| SELECTED EXTRACT |
#####

# Milwaukee floodlight or directional light?



## That_Dude (Feb 13, 2012)

99cents said:


> I have two panel swaps coming up, both in places darker than my ex-wife's heart.


:lol::lol::lol:


The M18 flood would throw more light. Just be sure to bring more batteries to throw at it. I've never got good light out of those flashlights.


----------



## daveEM (Nov 18, 2012)

12 hours on this guy. 

M18 LED of course. Careful the light bulb version looks the same.

Bad Ass flashlight tho. Still all a man needs. Set her back a few feet and you are good to go. It will be your goto light.

Oh... when I first bought mine a week later the LED died, - got dim. Warranty flashlight I burned in or made sure she worked by running that thing 24/7 for a few days with my 3 M18 big batteries. She runs for +11.5 hrs. on one of them.


----------



## AllWIRES (Apr 10, 2014)

99cents said:


> I have two panel swaps coming up, both in places darker than my ex-wife's heart.


Zing! :laughing:


----------



## farlsincharge (Dec 31, 2010)

Buy the floodlight. You will NEVER regret it.


----------



## BaseDefiler (Sep 7, 2014)

daveEM said:


> 12 hours on this guy.
> 
> M18 LED of course. Careful the light bulb version looks the same.
> 
> ...


I have to respectfully disagree with this entire post. The light you cited is a flashlight, only much larger and bulkier. It doesn't do anything that my tiny Surefire that I always keep in my pocket can't do. Actually, my Surefire is brighter and has a longer runtime.

For panel change-outs, nothing beats a flood light or lantern type light. Since the OP is looking for an M18 light he is in luck, the best floodlight available uses the M18 battery.

Post #12 in this thread:

http://www.contractortalk.com/f40/addiction-led-headlights-flashlights-144956/#post1950824

If you can light up an entire backyard with the light, then a small corner of a basement is no problem.

#####

| ITEMS |

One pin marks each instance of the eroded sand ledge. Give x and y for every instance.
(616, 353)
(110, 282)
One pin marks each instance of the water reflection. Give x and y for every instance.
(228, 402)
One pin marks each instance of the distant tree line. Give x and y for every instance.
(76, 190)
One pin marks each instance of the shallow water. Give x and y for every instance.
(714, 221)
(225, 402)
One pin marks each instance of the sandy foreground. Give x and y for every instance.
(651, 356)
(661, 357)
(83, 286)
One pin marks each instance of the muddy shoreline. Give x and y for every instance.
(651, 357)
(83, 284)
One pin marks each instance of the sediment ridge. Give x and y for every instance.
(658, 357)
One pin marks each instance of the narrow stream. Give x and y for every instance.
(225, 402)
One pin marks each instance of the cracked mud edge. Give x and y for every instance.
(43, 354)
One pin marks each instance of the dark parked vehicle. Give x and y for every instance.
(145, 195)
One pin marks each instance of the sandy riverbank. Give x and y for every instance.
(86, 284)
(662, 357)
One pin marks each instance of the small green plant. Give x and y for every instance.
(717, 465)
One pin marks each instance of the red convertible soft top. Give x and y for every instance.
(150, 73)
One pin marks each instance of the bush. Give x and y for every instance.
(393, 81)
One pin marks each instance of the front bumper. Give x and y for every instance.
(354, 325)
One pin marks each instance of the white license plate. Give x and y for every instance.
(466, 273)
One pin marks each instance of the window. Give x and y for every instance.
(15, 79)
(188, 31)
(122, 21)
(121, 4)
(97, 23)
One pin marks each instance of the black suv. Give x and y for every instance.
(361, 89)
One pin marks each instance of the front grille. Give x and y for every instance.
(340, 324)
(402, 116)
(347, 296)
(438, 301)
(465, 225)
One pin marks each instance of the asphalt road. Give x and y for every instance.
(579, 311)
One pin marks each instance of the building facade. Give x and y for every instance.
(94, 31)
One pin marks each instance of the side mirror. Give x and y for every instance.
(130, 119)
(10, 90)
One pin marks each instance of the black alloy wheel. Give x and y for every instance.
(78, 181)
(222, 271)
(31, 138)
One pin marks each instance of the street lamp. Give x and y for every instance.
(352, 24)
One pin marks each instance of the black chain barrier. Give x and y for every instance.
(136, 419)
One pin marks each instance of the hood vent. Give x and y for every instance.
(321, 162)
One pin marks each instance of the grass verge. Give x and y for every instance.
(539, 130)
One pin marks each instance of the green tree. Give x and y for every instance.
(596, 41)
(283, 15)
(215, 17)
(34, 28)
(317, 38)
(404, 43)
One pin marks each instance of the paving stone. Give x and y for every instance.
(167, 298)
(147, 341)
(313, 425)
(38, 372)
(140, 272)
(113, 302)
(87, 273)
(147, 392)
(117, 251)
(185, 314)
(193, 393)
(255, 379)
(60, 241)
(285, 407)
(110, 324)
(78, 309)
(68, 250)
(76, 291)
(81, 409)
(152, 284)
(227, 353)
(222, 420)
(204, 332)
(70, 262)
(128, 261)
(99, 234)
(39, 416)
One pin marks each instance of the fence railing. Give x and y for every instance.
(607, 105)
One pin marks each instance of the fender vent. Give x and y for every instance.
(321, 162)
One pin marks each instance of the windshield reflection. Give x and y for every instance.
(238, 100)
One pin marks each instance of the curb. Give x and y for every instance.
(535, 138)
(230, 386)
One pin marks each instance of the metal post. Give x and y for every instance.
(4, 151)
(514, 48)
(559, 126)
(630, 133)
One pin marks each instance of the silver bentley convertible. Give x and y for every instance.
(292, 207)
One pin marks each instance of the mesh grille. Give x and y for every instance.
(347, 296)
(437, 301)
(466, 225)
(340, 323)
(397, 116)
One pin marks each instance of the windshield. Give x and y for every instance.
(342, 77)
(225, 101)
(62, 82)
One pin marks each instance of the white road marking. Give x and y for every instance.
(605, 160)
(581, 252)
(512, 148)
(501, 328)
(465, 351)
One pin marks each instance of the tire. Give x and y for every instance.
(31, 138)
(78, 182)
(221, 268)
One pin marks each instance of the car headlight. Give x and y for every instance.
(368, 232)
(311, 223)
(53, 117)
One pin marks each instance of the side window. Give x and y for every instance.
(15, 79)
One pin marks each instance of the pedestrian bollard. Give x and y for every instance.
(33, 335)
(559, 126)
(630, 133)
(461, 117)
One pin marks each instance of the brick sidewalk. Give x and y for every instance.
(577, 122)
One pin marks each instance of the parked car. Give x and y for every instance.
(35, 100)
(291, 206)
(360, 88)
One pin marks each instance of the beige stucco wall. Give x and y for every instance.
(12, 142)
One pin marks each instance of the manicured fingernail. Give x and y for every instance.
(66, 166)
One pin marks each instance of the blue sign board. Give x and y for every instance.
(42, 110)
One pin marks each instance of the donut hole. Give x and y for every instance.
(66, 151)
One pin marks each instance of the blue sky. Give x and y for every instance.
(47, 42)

#####

Can you print the part of the forum thread that begins at the words "The M18 flood" and stops after "your goto light."? The items are separate material with no connection to the forum thread.

| ANSWER FOR THE TASK |
The M18 flood would throw more light. Just be sure to bring more batteries to throw at it. I've never got good light out of those flashlights.


----------



## daveEM (Nov 18, 2012)

12 hours on this guy. 

M18 LED of course. Careful the light bulb version looks the same.

Bad Ass flashlight tho. Still all a man needs. Set her back a few feet and you are good to go. It will be your goto light.